De la fin de la guerre d’Indochine à l’affaire du Watergate, jusqu’à la nomination d’Emmanuel Macron à Bercy, redécouvrez à travers nos archives les temps forts des étés de chaque décennie entre avancées diplomatiques, crises politiques et progrès scientifiques. Cette semaine, l’été 2004.
EPISODE 1 – Eté 54 : l’espoir Mendès France, la fin de la guerre d’Indochine, un coup d’Etat au Guatemala
EPISODE 2 – Eté 64 : la fin de la ségrégation raciale aux Etats-Unis, la naissance de l’ORTF, les premières photos de la Lune
EPISODE 3 – Eté 74 : le choc de la démission de Nixon, l’abaissement de la majorité et la lutte du Larzac
EPISODE 4 – Eté 84 :lamanif pour l’école libre, Fabius à Matignon, les JO de Los Angeles
EPISODE 5 – Eté 94 : la précampagne pour la présidentielle, le retour d’Arafat en Palestine, le décès de Kim Il-sung
Présidence de l’UMP ou Bercy : le dilemme de Sarkozy
A l’été 2004, la prochaine échéance présidentielle est déjà dans toutes les têtes. A droite, Nicolas Sarkozy ne cache pas sa volonté de conquérir la tête de l’UMP, fer de lance de la future campagne pour 2007. Jacques Chirac se résout à laisser la voie libre à son ministre de l’Economie mais prévient : “Un ministre ne peut pas être en même temps président du principal parti de la majorité.”

## Matériel d'exercice
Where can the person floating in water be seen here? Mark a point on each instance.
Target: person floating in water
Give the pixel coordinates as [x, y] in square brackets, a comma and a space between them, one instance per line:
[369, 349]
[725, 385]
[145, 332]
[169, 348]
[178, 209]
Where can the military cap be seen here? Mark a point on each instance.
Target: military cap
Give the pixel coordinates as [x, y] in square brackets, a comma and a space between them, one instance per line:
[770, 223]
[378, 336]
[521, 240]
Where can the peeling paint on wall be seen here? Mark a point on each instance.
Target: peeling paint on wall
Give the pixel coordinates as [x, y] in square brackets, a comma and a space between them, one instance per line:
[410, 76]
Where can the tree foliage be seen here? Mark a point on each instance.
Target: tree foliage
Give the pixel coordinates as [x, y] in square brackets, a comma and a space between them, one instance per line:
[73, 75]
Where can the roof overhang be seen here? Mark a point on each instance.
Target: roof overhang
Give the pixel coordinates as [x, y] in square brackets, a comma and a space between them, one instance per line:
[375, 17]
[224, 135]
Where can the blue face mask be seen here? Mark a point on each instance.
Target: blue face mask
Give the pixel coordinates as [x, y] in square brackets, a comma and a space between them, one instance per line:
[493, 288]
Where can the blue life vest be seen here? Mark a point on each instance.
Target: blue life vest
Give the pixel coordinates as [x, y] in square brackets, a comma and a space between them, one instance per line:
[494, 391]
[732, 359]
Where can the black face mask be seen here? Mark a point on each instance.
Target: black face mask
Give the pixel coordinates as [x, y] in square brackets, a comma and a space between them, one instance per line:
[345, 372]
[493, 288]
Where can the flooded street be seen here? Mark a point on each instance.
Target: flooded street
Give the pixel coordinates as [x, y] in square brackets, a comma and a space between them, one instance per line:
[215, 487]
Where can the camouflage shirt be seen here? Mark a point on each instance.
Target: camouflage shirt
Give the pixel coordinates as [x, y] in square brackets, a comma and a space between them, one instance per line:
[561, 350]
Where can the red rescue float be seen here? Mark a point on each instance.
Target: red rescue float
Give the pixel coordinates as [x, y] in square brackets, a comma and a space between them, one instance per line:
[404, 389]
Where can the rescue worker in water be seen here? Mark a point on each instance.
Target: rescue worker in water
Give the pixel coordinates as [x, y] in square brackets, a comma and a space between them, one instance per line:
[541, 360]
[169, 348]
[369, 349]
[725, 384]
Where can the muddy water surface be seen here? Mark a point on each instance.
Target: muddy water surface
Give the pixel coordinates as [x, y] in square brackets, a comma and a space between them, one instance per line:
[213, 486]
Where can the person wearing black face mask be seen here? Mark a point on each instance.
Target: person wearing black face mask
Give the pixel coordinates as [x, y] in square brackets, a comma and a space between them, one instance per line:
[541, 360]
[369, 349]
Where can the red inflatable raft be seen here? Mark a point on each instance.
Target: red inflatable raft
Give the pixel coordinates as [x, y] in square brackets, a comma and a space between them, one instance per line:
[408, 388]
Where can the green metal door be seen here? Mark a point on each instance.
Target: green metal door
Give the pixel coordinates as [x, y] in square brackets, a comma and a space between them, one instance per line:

## Consignes
a. D'après l'extrait, de quel parti Nicolas Sarkozy veut-il prendre la tête à l'été 2004 ?
b. Recopiez à l'identique les lignes, de celle qui contient « Where can the flooded » jusqu'à la dernière ligne, ces deux limites comprises.
Les lignes n'ont aucun rapport avec l'extrait.

## Réponses par consigne
a. L'UMP.

b.
Where can the flooded street be seen here? Mark a point on each instance.
Target: flooded street
Give the pixel coordinates as [x, y] in square brackets, a comma and a space between them, one instance per line:
[215, 487]
Where can the camouflage shirt be seen here? Mark a point on each instance.
Target: camouflage shirt
Give the pixel coordinates as [x, y] in square brackets, a comma and a space between them, one instance per line:
[561, 350]
Where can the red rescue float be seen here? Mark a point on each instance.
Target: red rescue float
Give the pixel coordinates as [x, y] in square brackets, a comma and a space between them, one instance per line:
[404, 389]
Where can the rescue worker in water be seen here? Mark a point on each instance.
Target: rescue worker in water
Give the pixel coordinates as [x, y] in square brackets, a comma and a space between them, one instance per line:
[541, 360]
[169, 348]
[369, 349]
[725, 384]
Where can the muddy water surface be seen here? Mark a point on each instance.
Target: muddy water surface
Give the pixel coordinates as [x, y] in square brackets, a comma and a space between them, one instance per line:
[213, 486]
Where can the person wearing black face mask be seen here? Mark a point on each instance.
Target: person wearing black face mask
Give the pixel coordinates as [x, y] in square brackets, a comma and a space between them, one instance per line:
[541, 360]
[369, 349]
Where can the red inflatable raft be seen here? Mark a point on each instance.
Target: red inflatable raft
Give the pixel coordinates as [x, y] in square brackets, a comma and a space between them, one instance per line:
[408, 388]
Where can the green metal door be seen here? Mark a point on each instance.
Target: green metal door
Give the pixel coordinates as [x, y] in square brackets, a comma and a space between them, one instance per line:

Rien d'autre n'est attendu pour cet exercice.